**DATASET RECORDS**.

* start *

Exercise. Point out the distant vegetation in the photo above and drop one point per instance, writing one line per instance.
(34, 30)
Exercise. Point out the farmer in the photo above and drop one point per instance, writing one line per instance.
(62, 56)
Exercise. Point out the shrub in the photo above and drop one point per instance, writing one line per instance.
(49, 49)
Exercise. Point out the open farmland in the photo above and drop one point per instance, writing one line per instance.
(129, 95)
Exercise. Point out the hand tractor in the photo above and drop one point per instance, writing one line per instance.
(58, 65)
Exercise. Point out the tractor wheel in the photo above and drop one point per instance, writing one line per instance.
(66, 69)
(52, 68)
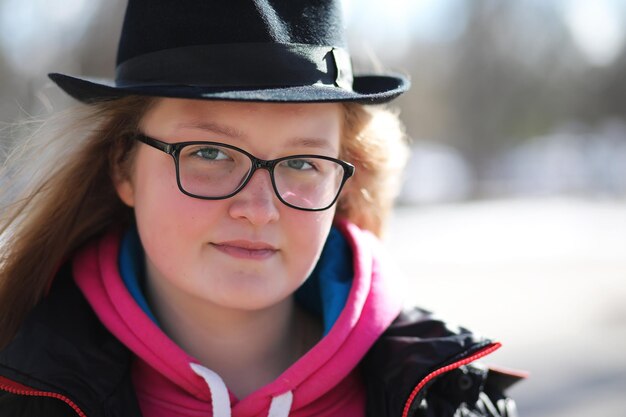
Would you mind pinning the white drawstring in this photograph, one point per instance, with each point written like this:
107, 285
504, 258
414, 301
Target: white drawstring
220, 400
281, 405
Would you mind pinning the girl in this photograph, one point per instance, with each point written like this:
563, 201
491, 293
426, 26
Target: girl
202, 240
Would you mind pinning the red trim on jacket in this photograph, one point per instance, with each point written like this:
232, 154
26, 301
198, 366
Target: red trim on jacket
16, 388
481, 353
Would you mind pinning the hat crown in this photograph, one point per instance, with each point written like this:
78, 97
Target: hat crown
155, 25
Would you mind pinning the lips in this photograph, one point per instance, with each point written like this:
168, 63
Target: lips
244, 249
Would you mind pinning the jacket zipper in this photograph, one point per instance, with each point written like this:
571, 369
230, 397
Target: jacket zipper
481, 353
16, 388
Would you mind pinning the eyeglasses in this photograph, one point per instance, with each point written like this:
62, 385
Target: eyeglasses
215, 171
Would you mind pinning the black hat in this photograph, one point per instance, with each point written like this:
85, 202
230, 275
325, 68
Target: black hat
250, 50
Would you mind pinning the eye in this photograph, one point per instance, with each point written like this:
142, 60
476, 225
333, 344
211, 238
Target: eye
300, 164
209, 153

* end *
* start *

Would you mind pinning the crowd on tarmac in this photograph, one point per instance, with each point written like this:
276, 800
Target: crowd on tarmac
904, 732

* end *
* start *

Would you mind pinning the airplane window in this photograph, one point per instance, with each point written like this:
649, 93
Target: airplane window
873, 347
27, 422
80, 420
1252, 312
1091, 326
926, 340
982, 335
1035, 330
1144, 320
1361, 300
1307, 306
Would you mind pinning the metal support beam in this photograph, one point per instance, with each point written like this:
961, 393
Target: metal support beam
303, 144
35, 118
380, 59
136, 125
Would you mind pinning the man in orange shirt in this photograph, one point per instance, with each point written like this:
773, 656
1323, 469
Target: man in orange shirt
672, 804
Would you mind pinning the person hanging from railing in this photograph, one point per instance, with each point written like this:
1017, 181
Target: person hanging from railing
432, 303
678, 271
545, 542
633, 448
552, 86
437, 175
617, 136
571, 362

* end *

**PROMPT**. Pull out every line above that contains the string "airplane", and treat uppercase and lowercase as different.

**OUTPUT FOR THIS TASK**.
Would you mind pinning the airplane window in this photograph, one point per instance, with each point written like this:
Target: airplane window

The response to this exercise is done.